* [THE EXERCISE] Rewrite the records from the line that has "If you could segment every instance of the tree" through the end of the records, changing "valued" to "appreciated" and leaving everything else as it is. Omit the pictures from your answer.

* [Labeled shape records]
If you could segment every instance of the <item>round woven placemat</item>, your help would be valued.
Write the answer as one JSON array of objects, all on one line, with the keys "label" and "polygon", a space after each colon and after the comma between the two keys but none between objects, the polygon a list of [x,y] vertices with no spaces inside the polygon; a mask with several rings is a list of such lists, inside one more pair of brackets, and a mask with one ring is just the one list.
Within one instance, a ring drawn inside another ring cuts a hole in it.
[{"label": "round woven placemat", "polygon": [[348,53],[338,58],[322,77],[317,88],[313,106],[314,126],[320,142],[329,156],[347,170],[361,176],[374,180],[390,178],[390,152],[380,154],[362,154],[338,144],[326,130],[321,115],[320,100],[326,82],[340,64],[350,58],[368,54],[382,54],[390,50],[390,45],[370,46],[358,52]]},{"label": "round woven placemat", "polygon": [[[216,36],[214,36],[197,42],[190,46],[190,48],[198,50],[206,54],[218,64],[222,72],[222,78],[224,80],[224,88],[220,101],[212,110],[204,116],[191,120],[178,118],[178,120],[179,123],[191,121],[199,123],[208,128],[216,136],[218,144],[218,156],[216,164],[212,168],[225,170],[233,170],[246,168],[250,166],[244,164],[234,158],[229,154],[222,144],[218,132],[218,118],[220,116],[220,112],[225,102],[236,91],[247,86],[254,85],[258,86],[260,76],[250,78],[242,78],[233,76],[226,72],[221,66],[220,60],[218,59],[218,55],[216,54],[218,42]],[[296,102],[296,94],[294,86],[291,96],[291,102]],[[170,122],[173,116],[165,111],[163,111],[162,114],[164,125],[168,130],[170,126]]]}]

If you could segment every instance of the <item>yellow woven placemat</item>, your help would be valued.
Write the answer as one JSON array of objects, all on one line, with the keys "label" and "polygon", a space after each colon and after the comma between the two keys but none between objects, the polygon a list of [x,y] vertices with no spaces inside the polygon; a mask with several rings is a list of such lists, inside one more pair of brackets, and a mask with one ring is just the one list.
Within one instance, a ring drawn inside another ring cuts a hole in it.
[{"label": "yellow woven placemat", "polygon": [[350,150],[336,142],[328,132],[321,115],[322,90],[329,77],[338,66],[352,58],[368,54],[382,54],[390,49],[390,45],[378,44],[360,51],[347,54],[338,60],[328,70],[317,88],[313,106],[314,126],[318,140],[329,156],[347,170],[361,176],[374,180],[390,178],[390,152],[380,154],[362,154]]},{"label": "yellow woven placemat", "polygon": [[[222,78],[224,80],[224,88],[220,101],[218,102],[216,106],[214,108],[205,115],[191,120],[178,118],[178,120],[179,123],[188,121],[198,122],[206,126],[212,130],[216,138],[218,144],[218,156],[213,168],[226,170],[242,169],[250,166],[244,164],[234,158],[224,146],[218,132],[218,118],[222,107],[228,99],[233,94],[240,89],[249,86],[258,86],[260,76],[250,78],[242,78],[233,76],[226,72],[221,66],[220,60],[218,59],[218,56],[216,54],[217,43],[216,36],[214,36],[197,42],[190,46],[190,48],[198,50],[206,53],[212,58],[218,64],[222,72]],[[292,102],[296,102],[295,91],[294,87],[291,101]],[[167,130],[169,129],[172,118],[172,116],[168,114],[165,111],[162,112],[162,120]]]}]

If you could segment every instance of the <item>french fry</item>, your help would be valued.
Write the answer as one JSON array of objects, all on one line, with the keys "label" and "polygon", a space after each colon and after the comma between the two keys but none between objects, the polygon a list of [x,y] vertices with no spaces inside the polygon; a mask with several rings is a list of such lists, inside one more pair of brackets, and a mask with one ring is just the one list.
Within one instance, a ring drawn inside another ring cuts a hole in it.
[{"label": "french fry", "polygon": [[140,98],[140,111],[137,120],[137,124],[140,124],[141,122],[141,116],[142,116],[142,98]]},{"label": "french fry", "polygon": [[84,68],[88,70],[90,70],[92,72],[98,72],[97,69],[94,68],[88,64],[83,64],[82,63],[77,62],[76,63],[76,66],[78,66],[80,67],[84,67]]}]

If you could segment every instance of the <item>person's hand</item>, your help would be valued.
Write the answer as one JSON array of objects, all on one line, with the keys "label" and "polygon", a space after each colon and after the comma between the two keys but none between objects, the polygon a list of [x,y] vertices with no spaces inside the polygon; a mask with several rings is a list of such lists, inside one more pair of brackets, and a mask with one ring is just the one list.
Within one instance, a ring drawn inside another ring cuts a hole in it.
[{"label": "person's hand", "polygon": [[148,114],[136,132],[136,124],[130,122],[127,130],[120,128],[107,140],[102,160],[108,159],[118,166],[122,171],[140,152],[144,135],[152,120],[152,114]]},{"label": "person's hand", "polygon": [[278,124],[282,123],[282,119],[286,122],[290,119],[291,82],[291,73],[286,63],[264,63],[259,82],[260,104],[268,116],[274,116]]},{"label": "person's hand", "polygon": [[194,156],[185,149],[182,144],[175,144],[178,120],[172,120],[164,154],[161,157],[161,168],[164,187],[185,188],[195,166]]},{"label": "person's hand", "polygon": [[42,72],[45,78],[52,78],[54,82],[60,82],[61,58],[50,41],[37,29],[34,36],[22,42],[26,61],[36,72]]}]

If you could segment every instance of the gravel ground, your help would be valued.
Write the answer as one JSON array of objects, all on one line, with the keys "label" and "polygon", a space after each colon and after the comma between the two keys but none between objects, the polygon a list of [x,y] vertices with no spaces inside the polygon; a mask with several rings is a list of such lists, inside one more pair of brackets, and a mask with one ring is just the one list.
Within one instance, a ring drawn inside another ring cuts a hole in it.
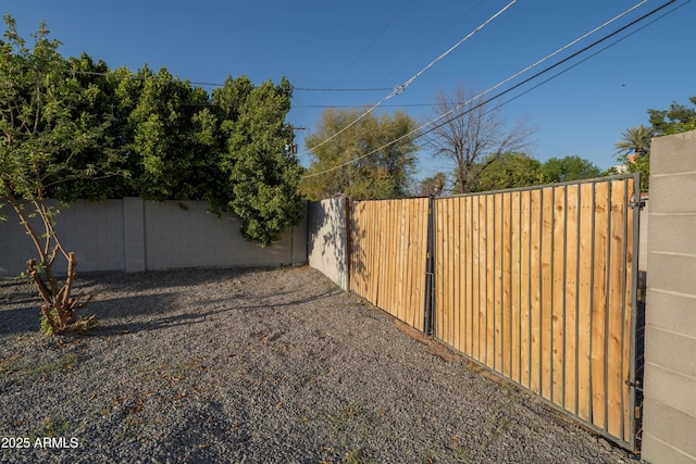
[{"label": "gravel ground", "polygon": [[0,280],[2,462],[633,461],[309,267],[78,287],[100,326],[45,337]]}]

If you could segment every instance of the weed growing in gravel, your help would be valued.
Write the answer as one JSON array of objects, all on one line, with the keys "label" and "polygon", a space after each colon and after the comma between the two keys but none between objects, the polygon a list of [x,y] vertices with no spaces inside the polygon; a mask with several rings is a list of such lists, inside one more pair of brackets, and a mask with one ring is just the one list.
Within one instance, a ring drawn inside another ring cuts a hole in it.
[{"label": "weed growing in gravel", "polygon": [[362,448],[356,448],[344,453],[340,459],[343,464],[370,464],[376,463],[370,454]]},{"label": "weed growing in gravel", "polygon": [[32,432],[32,442],[38,437],[61,437],[71,430],[71,423],[64,417],[47,417],[39,427]]},{"label": "weed growing in gravel", "polygon": [[24,368],[24,361],[18,354],[0,360],[0,374],[11,375]]},{"label": "weed growing in gravel", "polygon": [[18,354],[0,360],[0,374],[12,375],[27,373],[29,375],[48,375],[54,372],[72,371],[79,361],[77,353],[67,353],[60,360],[33,364],[26,359],[22,359]]}]

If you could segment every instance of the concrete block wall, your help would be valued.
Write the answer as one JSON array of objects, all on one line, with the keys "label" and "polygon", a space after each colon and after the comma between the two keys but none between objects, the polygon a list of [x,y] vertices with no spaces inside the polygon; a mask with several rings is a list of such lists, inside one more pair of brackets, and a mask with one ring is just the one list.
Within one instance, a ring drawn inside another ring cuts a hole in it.
[{"label": "concrete block wall", "polygon": [[[307,263],[306,221],[262,249],[244,240],[238,218],[219,218],[206,208],[203,201],[76,201],[61,209],[57,227],[65,248],[77,254],[78,272]],[[0,277],[14,277],[37,253],[14,212],[4,208],[3,213],[8,221],[0,223]],[[41,226],[36,220],[34,224]],[[54,271],[65,273],[64,260]]]},{"label": "concrete block wall", "polygon": [[[55,221],[59,237],[66,250],[76,252],[79,272],[123,267],[123,205],[120,200],[102,203],[80,200],[69,208],[49,201],[49,205],[60,210]],[[26,269],[28,259],[38,254],[14,211],[5,205],[3,213],[8,221],[0,223],[0,277],[14,277]],[[44,230],[38,218],[30,223],[37,231]],[[58,275],[64,274],[65,266],[66,260],[59,258],[54,271]]]},{"label": "concrete block wall", "polygon": [[307,262],[304,221],[291,227],[278,242],[261,249],[244,240],[237,217],[209,214],[202,201],[146,202],[144,214],[145,256],[150,269]]},{"label": "concrete block wall", "polygon": [[346,291],[349,290],[348,208],[347,198],[309,203],[307,230],[309,265]]},{"label": "concrete block wall", "polygon": [[643,453],[696,463],[696,131],[650,149]]}]

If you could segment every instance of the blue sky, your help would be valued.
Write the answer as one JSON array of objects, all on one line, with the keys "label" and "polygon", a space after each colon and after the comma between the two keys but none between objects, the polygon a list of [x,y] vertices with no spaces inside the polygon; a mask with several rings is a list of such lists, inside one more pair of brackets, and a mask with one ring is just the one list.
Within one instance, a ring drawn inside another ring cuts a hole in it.
[{"label": "blue sky", "polygon": [[[64,55],[82,51],[110,67],[165,66],[195,83],[228,75],[252,81],[288,78],[296,88],[288,122],[309,130],[326,106],[371,105],[423,70],[508,4],[508,0],[319,0],[222,2],[199,0],[3,0],[24,37],[41,20]],[[458,84],[488,89],[527,65],[637,4],[639,0],[519,0],[498,18],[425,71],[380,111],[405,111],[421,122],[438,89]],[[650,0],[571,49],[520,76],[505,90],[558,60],[666,3]],[[679,8],[681,7],[681,8]],[[639,27],[657,20],[654,24]],[[510,124],[538,128],[530,154],[538,160],[577,154],[607,168],[613,143],[632,126],[647,124],[647,109],[688,103],[696,96],[693,23],[696,2],[678,0],[637,26],[593,48],[497,102]],[[635,34],[629,36],[630,33]],[[558,71],[601,51],[538,88]],[[207,86],[208,90],[212,87]],[[303,89],[382,89],[314,91]],[[494,93],[490,93],[493,96]],[[300,161],[306,133],[298,131]],[[448,170],[420,153],[419,175]]]}]

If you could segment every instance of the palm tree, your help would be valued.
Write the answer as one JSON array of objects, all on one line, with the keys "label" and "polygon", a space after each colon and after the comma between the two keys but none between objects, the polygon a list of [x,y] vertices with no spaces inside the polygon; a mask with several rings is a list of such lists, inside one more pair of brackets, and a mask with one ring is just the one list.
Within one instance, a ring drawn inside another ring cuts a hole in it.
[{"label": "palm tree", "polygon": [[652,128],[641,125],[631,127],[621,134],[621,141],[614,143],[619,153],[627,154],[627,160],[635,163],[635,160],[643,154],[650,152],[650,140],[652,139]]}]

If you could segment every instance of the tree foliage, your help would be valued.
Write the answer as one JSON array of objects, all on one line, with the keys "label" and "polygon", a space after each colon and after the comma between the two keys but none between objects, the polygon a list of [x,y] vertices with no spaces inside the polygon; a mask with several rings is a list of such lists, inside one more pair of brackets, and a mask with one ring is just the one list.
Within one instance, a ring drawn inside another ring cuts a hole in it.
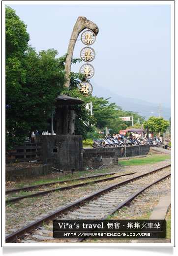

* [EXERCISE RESPONSE]
If you could segment every instance of the tree foliage, your help would be appreciated.
Write the answer as one JSON array of objects, all on one line, with the keys "label" and "polygon", a space after each colon and after the comma between the two keys but none between objects, the polygon a list of [x,y] vertices with no spaces inside the polygon; a mask with several rings is a list of such lists, inside one more pair of brackets, and a mask with one ring is just the one list.
Within one instance, a ring drawn inside another ring cuts a hole in it.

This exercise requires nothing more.